• _SHORT EXERCISE_
A verbatim copy of the records is required, with all pictures left out.

• _MATERIAL FOR THE TASK_
-- -- --
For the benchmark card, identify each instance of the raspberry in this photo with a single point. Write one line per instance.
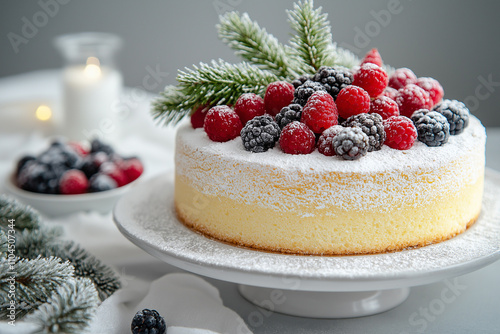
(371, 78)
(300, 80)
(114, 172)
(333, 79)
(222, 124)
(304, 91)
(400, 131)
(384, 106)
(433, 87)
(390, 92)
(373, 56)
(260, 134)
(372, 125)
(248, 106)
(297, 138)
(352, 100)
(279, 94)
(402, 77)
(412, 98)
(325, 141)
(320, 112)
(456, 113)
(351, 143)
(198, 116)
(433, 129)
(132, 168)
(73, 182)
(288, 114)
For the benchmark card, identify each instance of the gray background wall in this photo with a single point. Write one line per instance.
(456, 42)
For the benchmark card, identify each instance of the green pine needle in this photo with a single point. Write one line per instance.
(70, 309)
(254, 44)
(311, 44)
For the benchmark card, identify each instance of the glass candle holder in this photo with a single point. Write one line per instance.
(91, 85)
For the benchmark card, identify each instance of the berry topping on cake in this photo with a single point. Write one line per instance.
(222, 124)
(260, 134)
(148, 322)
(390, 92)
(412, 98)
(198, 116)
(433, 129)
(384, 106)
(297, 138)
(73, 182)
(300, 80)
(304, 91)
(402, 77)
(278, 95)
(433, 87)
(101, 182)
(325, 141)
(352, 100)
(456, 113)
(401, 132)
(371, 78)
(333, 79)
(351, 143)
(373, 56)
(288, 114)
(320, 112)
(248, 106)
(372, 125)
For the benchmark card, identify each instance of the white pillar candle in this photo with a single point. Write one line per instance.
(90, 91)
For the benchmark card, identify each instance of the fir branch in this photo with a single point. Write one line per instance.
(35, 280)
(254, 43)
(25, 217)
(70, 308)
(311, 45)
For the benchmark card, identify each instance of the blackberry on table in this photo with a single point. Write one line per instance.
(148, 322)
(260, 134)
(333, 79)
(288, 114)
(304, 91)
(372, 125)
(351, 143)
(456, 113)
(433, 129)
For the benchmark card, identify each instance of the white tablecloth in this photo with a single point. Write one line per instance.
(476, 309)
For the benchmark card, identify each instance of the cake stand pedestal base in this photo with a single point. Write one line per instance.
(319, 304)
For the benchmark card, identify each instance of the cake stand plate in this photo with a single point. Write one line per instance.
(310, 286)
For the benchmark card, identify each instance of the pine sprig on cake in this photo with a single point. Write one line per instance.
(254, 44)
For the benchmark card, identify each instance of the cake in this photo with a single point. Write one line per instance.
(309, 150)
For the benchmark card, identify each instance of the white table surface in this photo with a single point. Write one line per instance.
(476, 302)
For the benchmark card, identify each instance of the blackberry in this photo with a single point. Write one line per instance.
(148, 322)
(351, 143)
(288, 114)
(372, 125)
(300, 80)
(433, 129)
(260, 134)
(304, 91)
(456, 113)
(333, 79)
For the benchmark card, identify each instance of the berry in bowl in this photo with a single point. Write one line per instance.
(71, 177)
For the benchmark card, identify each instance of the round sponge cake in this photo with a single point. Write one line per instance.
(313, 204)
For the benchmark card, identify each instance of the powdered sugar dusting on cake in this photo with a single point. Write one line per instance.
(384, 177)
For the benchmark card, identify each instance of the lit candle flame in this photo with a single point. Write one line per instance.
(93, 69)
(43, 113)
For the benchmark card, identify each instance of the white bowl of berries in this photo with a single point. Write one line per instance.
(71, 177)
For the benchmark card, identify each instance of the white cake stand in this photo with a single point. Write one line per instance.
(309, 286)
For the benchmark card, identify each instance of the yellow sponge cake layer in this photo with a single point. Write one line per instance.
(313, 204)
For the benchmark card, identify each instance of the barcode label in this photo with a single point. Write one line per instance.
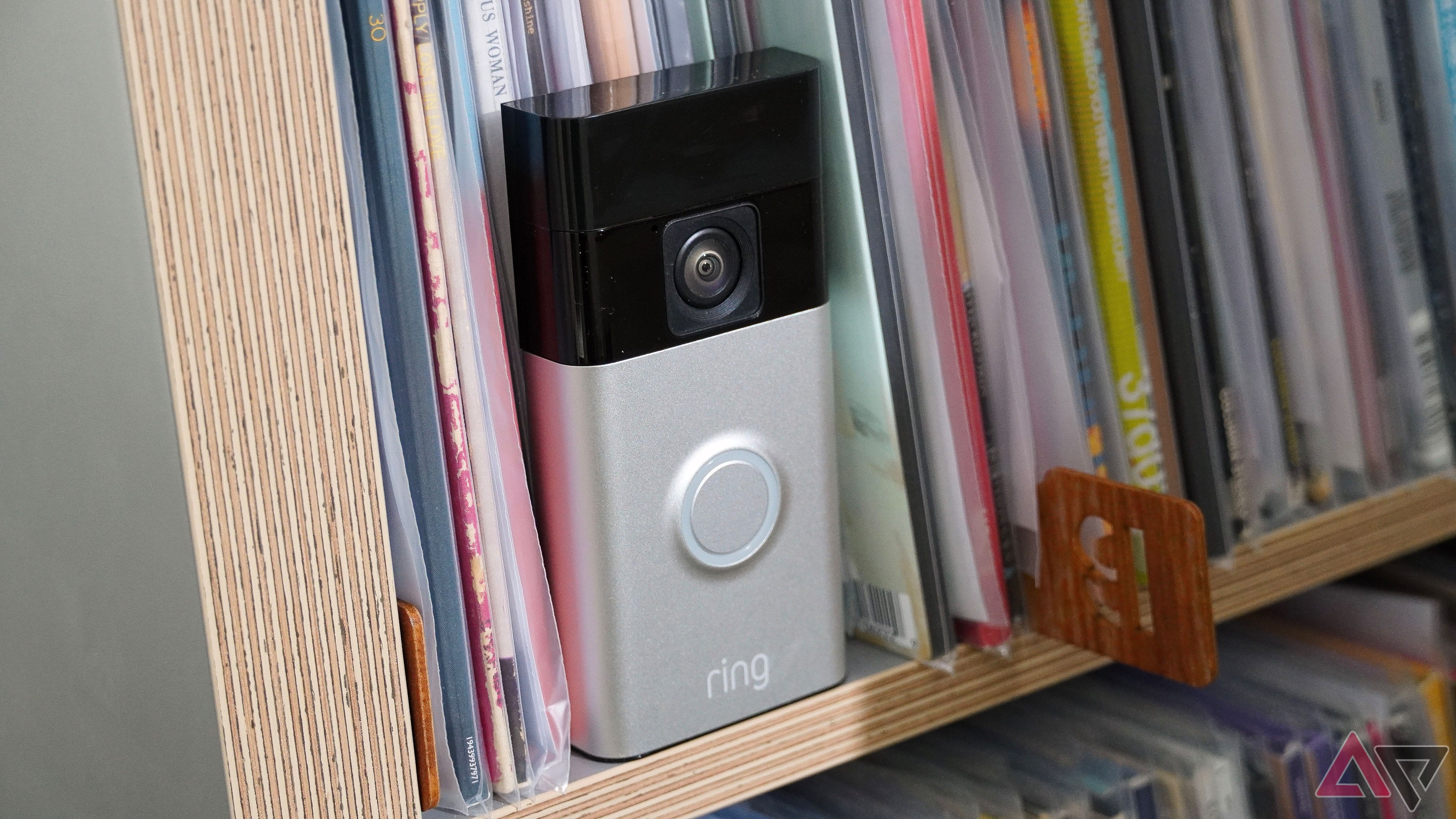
-- -- --
• _REPLY_
For the benchmark card, identify each instance of the raspberry in this photo with a single point. Write one line per instance.
(371, 78)
(300, 80)
(114, 172)
(333, 79)
(222, 124)
(304, 91)
(400, 131)
(384, 106)
(433, 87)
(390, 92)
(373, 56)
(260, 134)
(372, 125)
(248, 106)
(297, 138)
(352, 100)
(279, 94)
(402, 77)
(412, 98)
(325, 141)
(320, 112)
(456, 113)
(351, 143)
(198, 116)
(433, 129)
(132, 168)
(73, 182)
(288, 114)
For the benchmark card, identify each instance of the gray background wall in this photo with a single point. Write one line per instance.
(456, 42)
For the benchmark card, identify each instance of the green pine needle in this photo with a single point. Write one line per instance.
(70, 309)
(254, 44)
(311, 44)
For the benchmark card, identify each instance of the glass candle holder in this photo with a single point. Write one line per instance.
(91, 85)
For the benchmark card, identify each instance of the berry topping on cake in this photo with a single point. Write one line per instance.
(222, 124)
(260, 134)
(148, 322)
(390, 92)
(412, 98)
(198, 116)
(433, 129)
(384, 106)
(297, 138)
(73, 182)
(300, 80)
(304, 91)
(402, 77)
(278, 95)
(433, 87)
(101, 182)
(325, 141)
(352, 100)
(456, 113)
(401, 132)
(371, 78)
(333, 79)
(351, 143)
(373, 56)
(288, 114)
(320, 112)
(248, 106)
(372, 125)
For the benchmark card, identify each instance of the white pillar candle in this photo with a single point. Write one line per instance.
(90, 91)
For the benchmark card, identify each instance of the fir branch in this photo with a single point. Write one line per instance.
(35, 280)
(254, 43)
(25, 217)
(70, 308)
(311, 45)
For the benchmark card, identify each instance of the blackberry on table in this photo with a single point. Write one line per instance.
(148, 322)
(260, 134)
(333, 79)
(288, 114)
(304, 91)
(372, 125)
(351, 143)
(456, 113)
(433, 129)
For the benchmark card, identify each instance of the white tablecloth in this photo with a single point. Write one line per instance.
(476, 309)
For the benchmark card, identify each instance of the cake stand pedestal base in this photo with a single point. Write one line per instance.
(319, 304)
For the benchmark card, identify each instance of the cake stand plate in this photo with a single point. Write one line per instance.
(310, 286)
For the benchmark card, identify each instance of the pine sprig on cake in this photo with a single point. Write one line per instance.
(254, 44)
For the benchmark card, identify each instance of the cake in this photo with a single point. Write one line per instance.
(309, 150)
For the benchmark card, identify each instance of the white table surface in this photo with a single point. Write one line per instance.
(476, 302)
For the benchmark card, identify each instance of the blackberry in this photo with a single point. Write one line per instance.
(148, 322)
(351, 143)
(288, 114)
(372, 125)
(300, 80)
(433, 129)
(260, 134)
(304, 91)
(456, 113)
(333, 79)
For the benchmark card, identify each instance of the berry in bowl in this photo with a single point. Write one line per instance.
(71, 177)
For the benchmark card, identify each instance of the round sponge cake in this photo with a single point. Write one line per instance.
(313, 204)
For the benchmark card, identify each instance of the powdered sugar dusting on cake in this photo with a single point. Write one line per instance.
(384, 177)
For the benchmark card, identify each instance of the lit candle flame in this photo with a single point. Write one line per instance.
(93, 69)
(43, 113)
For the benchmark card, identify each instance of the white bowl of berries in this photo with a single point. Write one line per instance.
(71, 177)
For the benchmark card, identify each instance of the white cake stand in this photo with a single point. Write one line per instance.
(309, 286)
For the benchmark card, identify each instance of the yellow sponge cake layer in this photo with a single point. Write one line per instance.
(313, 204)
For the benchmark card, identify each instance of the barcode label in this photo with a single point. Write one line per instance.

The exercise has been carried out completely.